>> START

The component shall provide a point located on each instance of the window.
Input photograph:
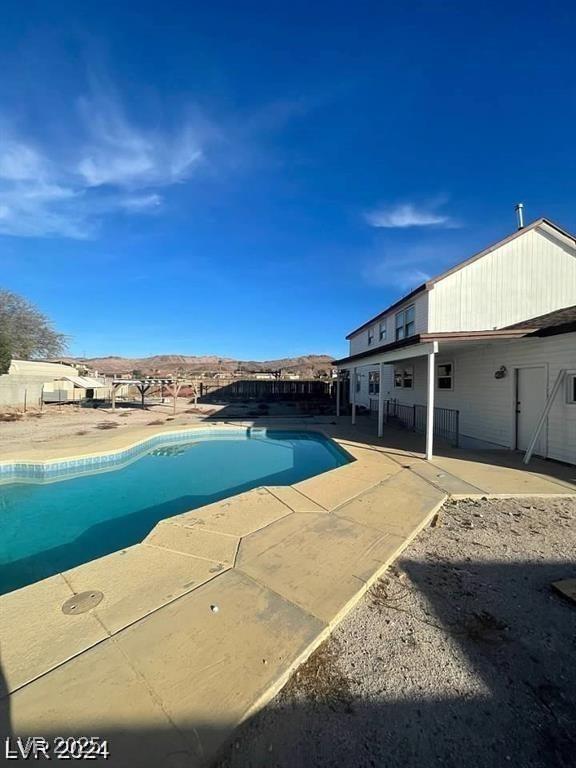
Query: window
(445, 376)
(571, 393)
(405, 323)
(404, 377)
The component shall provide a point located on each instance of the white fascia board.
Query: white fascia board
(417, 350)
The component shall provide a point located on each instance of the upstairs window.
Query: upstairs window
(571, 393)
(445, 376)
(405, 323)
(404, 377)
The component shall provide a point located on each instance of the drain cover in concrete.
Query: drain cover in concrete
(82, 602)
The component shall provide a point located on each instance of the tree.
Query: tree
(25, 333)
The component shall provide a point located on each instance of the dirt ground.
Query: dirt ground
(17, 429)
(462, 655)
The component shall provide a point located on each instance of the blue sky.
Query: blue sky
(254, 180)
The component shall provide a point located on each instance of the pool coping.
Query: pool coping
(119, 457)
(309, 551)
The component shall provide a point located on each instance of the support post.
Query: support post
(380, 400)
(177, 388)
(430, 407)
(353, 395)
(544, 415)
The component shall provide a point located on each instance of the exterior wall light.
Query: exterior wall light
(501, 373)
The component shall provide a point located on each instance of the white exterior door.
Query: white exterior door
(530, 402)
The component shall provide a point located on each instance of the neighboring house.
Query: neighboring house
(25, 380)
(493, 338)
(67, 389)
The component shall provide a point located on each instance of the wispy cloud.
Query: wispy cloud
(113, 166)
(407, 215)
(408, 267)
(387, 272)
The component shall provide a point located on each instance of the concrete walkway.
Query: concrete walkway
(203, 622)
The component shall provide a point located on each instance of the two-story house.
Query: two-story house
(493, 339)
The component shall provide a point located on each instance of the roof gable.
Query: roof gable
(548, 226)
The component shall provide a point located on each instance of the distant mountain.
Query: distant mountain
(307, 365)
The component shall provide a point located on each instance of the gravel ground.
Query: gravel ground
(462, 655)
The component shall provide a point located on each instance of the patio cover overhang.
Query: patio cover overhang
(420, 345)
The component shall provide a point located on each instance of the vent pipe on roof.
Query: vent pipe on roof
(520, 215)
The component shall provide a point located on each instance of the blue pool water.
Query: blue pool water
(48, 526)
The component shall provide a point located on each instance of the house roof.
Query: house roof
(560, 321)
(83, 381)
(430, 283)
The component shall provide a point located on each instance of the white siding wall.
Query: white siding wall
(359, 342)
(363, 397)
(486, 404)
(530, 276)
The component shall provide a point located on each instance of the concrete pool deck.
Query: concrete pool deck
(205, 620)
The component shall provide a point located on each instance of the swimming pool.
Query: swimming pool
(56, 516)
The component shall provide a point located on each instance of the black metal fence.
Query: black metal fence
(267, 389)
(446, 420)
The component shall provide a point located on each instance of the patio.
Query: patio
(459, 471)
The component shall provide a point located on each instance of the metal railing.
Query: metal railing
(446, 420)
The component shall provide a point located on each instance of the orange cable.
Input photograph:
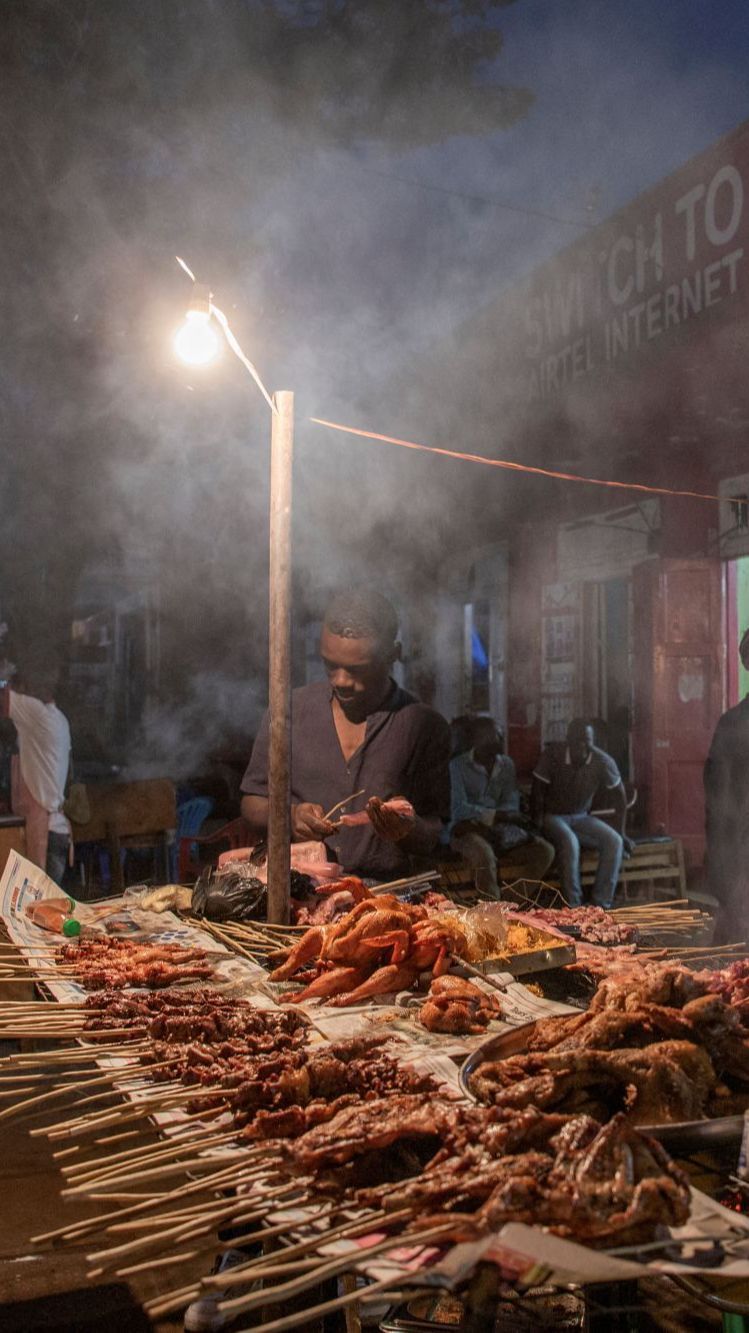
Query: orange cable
(513, 467)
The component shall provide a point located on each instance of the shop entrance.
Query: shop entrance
(737, 621)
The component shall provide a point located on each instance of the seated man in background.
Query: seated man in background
(487, 821)
(565, 781)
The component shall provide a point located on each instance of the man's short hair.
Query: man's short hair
(363, 613)
(577, 728)
(480, 724)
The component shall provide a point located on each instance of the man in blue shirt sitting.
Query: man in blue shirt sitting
(485, 817)
(565, 783)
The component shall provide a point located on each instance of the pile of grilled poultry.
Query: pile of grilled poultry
(381, 945)
(663, 1049)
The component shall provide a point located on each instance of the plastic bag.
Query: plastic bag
(228, 893)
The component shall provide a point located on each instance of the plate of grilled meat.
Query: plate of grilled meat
(667, 1051)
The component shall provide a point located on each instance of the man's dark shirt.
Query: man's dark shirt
(405, 752)
(571, 788)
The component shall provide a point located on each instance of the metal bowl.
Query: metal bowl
(683, 1136)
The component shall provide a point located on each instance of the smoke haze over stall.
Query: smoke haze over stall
(355, 180)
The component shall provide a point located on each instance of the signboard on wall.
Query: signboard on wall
(672, 260)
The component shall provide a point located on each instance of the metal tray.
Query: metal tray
(536, 960)
(683, 1136)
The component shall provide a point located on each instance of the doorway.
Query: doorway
(737, 621)
(607, 667)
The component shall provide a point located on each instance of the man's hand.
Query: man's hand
(391, 824)
(308, 823)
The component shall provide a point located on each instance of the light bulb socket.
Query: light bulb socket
(200, 300)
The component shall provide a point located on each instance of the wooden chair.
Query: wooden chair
(131, 816)
(197, 852)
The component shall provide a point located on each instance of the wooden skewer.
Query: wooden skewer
(88, 1188)
(288, 1291)
(169, 1235)
(147, 1153)
(151, 1264)
(148, 1205)
(340, 805)
(245, 1272)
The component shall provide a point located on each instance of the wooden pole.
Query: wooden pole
(279, 664)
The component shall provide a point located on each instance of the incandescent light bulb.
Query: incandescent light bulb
(196, 343)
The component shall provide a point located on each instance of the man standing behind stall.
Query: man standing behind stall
(40, 769)
(359, 731)
(565, 781)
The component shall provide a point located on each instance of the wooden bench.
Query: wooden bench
(655, 868)
(129, 816)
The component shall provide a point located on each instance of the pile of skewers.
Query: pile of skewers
(352, 1144)
(99, 961)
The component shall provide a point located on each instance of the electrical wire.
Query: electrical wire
(512, 467)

>> END

Print the complete listing exactly as it stands, without its pictures.

The component shall provide a point located on each instance of the window.
Input photograph:
Query: window
(445, 376)
(571, 393)
(405, 323)
(404, 377)
The component shall provide a point located on each instance of the white fascia board.
Query: white fascia board
(417, 350)
The component shall provide a point located on each instance of the upstairs window.
Query: upstairs window
(571, 393)
(445, 376)
(405, 323)
(404, 377)
The component shall provide a point located on each instance of the drain cover in concrete.
Query: drain cover in concrete
(82, 602)
The component shall provide a point located on each instance of the tree.
Query: tree
(25, 333)
The component shall provide a point located on each instance of the dirt ground.
Query: dirt ground
(17, 429)
(462, 655)
The component shall provide a point located on each instance of the blue sky.
Query: blue sky
(254, 180)
The component shall provide a point located on each instance of the pool coping.
Query: pool coping
(119, 457)
(309, 551)
The component shall provide a point located on each instance of the support post.
Query: support post
(380, 400)
(177, 388)
(430, 407)
(353, 395)
(544, 415)
The component shall provide a point located on each instance of the exterior wall light.
Query: exterior wall light
(501, 373)
The component shall provide a point located on each instance of the white exterior door.
Query: white exterior door
(530, 402)
The component shall provide a point located on each instance of the neighboring house.
Query: neighboring house
(25, 380)
(493, 338)
(67, 389)
The component shall provide a point located on each instance of the wispy cloud.
Query: wispy cloud
(113, 166)
(407, 215)
(408, 267)
(387, 272)
The component shall provide a point located on each instance of the concrete walkway.
Query: concrete walkway
(203, 622)
The component shall provide a point located on each instance of the two-story house.
Query: two-story house
(493, 339)
The component shall provide a point located on each instance of the roof gable.
Query: roof gable
(548, 226)
The component shall provide a point located on each instance of the distant mountain.
Query: distant mountain
(307, 365)
The component shall provide a point located on each instance of the gravel ground.
Query: gravel ground
(462, 655)
The component shall provide a point located on each instance of the patio cover overhang.
Query: patio cover overhang
(420, 345)
The component shall provide a point located on each instance of the vent pipe on roof.
Query: vent pipe on roof
(520, 215)
The component shall provide a point located on each instance of the blue pool water.
Query: blue pool water
(48, 526)
The component shall provide a point located on each instance of the house roof.
Query: house roof
(560, 321)
(83, 381)
(430, 283)
The component shall provide a point located on each instance of the white siding wall.
Query: white siding wall
(359, 342)
(363, 397)
(486, 404)
(530, 276)
The component shall provide a point located on each instance of the concrete pool deck.
Query: concrete pool deck
(205, 620)
The component shall provide a point located on each instance of the swimming pool.
Query: swimming pool
(56, 516)
The component shall provide a point located on each instance of the black metal fence.
Query: black metal fence
(267, 389)
(446, 420)
The component shall provide a point located on each instance of the patio.
Query: patio
(459, 471)
The component shall provide a point located on each instance of the metal railing.
Query: metal railing
(446, 420)
The component shall provide a point located on each instance of the orange cable.
Input photograph:
Query: orange cable
(513, 467)
The component shall provide a point located on each instance of the shop entrance.
Query: shop entrance
(737, 621)
The component shall provide a point located on each instance of the seated man in background.
Query: seated man in background
(487, 821)
(565, 781)
The component shall provide a point located on each instance of the man's short hair.
Query: man's short hair
(363, 613)
(577, 728)
(480, 724)
The component shall provide a point located on each instance of the man in blue shirt sitting.
Query: man in blue shirt sitting
(485, 817)
(565, 783)
The component shall provide a point located on each instance of the pile of grilled poultry.
Query: pile of grilled poultry
(381, 945)
(663, 1049)
The component shall provide a point located on each instance of the plastic bag.
Query: plastic bag
(228, 893)
The component shall provide a point located on each instance of the plate of grilled meat.
Query: plate of grilled meat
(667, 1051)
The component shall provide a point located on each instance of the man's dark shirt.
Query: man's dark shirt
(405, 752)
(571, 788)
The component shall provide a point located on each instance of the metal bowl.
Query: metal bowl
(683, 1136)
The component shall provide a point located on each instance of the smoke haze over stall.
Query: smoke haze over stall
(355, 180)
The component shall provide a point located on each instance of the signboard on wall.
Query: signboard on wall
(672, 260)
The component shall provide a point located on each instance of the metal tray.
Query: metal tray
(536, 960)
(683, 1136)
The component shall provide a point located on each instance of the doorway.
Query: doorway
(737, 621)
(607, 667)
The component shall provide a point located on each instance of the man's hand.
Query: man's hand
(391, 824)
(308, 823)
The component shall provide a point located on each instance of the light bulb socket.
Query: light bulb socket
(200, 300)
The component shall provide a point located on each instance of the wooden chair.
Query: wooden chair
(131, 816)
(197, 852)
The component shall provide a point located on each instance of the wooden skewer.
Query: wooden skewer
(88, 1188)
(288, 1291)
(169, 1235)
(147, 1153)
(151, 1264)
(148, 1205)
(340, 805)
(245, 1272)
The component shall provide a point located on each instance of the wooden pole.
Query: wooden pole
(279, 664)
The component shall provide a point located on each instance of the incandescent light bulb.
Query: incandescent light bulb
(196, 343)
The component shall provide a point located on each instance of the man standing behind stall.
Query: man standing behind stall
(40, 769)
(359, 731)
(565, 781)
The component shall provide a point located on each instance of the wooden bench.
Query: wooden bench
(655, 868)
(129, 816)
The component shall provide a point located on each instance of the pile of skewers.
Query: pile of skewers
(352, 1144)
(99, 961)
The component shall provide a point located on each instance of the electrical wire.
Query: electrical wire
(512, 467)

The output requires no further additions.